• _Directive_:
In the publishing interview, retype the passage from "Clint Rickards doesn’t" up to and including "at the moment?".

• _Text provided_:
How did Louise Nicholas: My Story come about?
Sometimes we go after people and other times they just find their way to us. But, in fact, Louise found her way to us in this case. We had to, obviously, prove to Louise that she could trust us and that she and Phil [Kitchin] could work with us and we could give them the freedom to do what they needed to do and invest in the book. Because there were real risks for us.
Clint Rickards doesn’t seem the sort to back down from a challenge. That was a risk. The Clint Rickards factor was a risk for us, absolutely. But – God’s work, etcetera – we thought we just must press on. It wasn’t without its perils, but we had to do it. And I think that book, for people who perhaps thought “Is she telling the truth? Is she just a troublemaker?”, absolutely sealed public confidence in her.

What’s selling well at the moment?
The sales that we’ve had this Christmas of all our big illustrated books are telling us that people really respond to a beautifully put together package. They will pay a lot of money for a book that looks just right – that isn’t just superficially right, but there’s something inside that’s worthwhile as well. We published The French Café Cookbook, which is $99 – really, really expensive – and we’ve completely sold out the first run.

What is the most important part of a cookbook – beautiful design and photo-graphy, or recipes that actually work?
You could say that books like that are food porn and, initially, there’s just the “wow” impact. But there will be people who are confident and serious cooks who will definitely cook from that book.

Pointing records
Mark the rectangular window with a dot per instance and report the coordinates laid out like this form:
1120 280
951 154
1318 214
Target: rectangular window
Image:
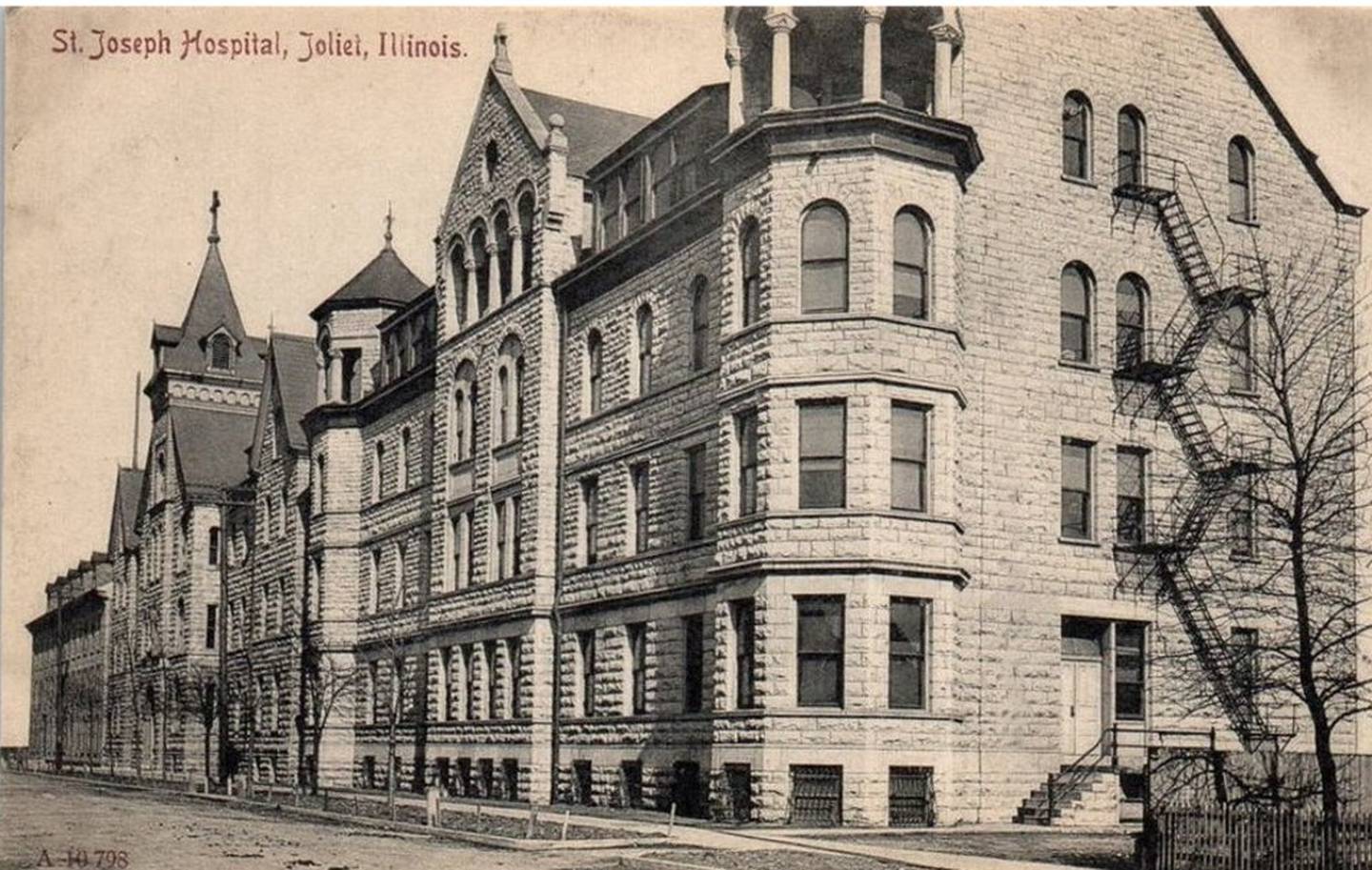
693 627
747 426
501 539
819 651
514 658
635 195
212 624
638 669
822 455
909 457
514 534
744 645
696 493
1243 523
1131 504
468 682
610 212
1243 655
638 477
586 642
906 652
1129 670
489 658
590 520
1076 489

• _Solved problem_:
Clint Rickards doesn’t seem the sort to back down from a challenge. That was a risk. The Clint Rickards factor was a risk for us, absolutely. But – God’s work, etcetera – we thought we just must press on. It wasn’t without its perils, but we had to do it. And I think that book, for people who perhaps thought “Is she telling the truth? Is she just a troublemaker?”, absolutely sealed public confidence in her.

What’s selling well at the moment?